**Text to read**
Closed ackvf closed 2 years ago

ackvf commented 2 years ago

Current Behavior

Working with prettier is PITA. I don't like how it formats my code.

Desired Behavior

I would like to get rid of it completely. What can I do about it?

Suggested Solution

Who does this impact? Who is this for?

It will only affect powerusers who like to control their configurations.

Describe alternatives you've considered

.prettierignore

Additional context

https://github.com/jaredpalmer/tsdx/issues/917 https://github.com/jaredpalmer/tsdx/issues/634

agilgur5 commented 2 years ago

Unfortunately there is no way of getting rid of it completely at this time, due to TSDX's current highly coupled nature (it's incredibly problematic; I didn't design it -- c.f. one of my early PRs #407). Some of the issues you've linked were methods of slowly decoupling TSDX.

What might interest you is disabling the Prettier rules from ESLint, which you can do with one-line in your ESLint config per https://github.com/jaredpalmer/tsdx/issues/498#issuecomment-583244717 You can't fully remove it right now, but you can disable it.

**Records to process**
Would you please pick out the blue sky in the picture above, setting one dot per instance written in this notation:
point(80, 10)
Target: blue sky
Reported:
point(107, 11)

**Set tasks**
[1] Reproduce the record above word for word, with every line unchanged.
[2] Continue the issue thread about removing Prettier from TSDX from the point where it ends.

**Task results**
[1]
Would you please pick out the blue sky in the picture above, setting one dot per instance written in this notation:
point(80, 10)
Target: blue sky
Reported:
point(107, 11)

[2]
ackvf commented 2 years ago

Interesting, what does this rule do? It disables prettier checking within eslint, or does it disable prettier itself, so prettier does NO formatting at all?

agilgur5 commented 2 years ago

TSDX currently only has a tsdx lint command, so Prettier is only used within the context of ESLint (see the default config).

So disabling Prettier checks within ESLint means that tsdx lint will no longer report Prettier errors and tsdx lint --fix will no longer format with Prettier rules

ackvf commented 2 years ago

It's been few years since I was setting that up, I may need to refresh my knowledge.

I thought that it's just extending prettier rules, so that you don't get errors in IDE for prettier related issues. I was under the impression that prettier fixes everything regardless of any errors displayed in IDE.

Anyway I was just going through this https://prettier.io/docs/en/integrating-with-linters.html, so tsdx uses something like eslint-plugin-prettier and runs prettier within eslint only after eslint finds an error? And then, if eslint finds an error, it doesn't send prettier the whole document, but just that part of code, so prettier effectively doesn't do anything?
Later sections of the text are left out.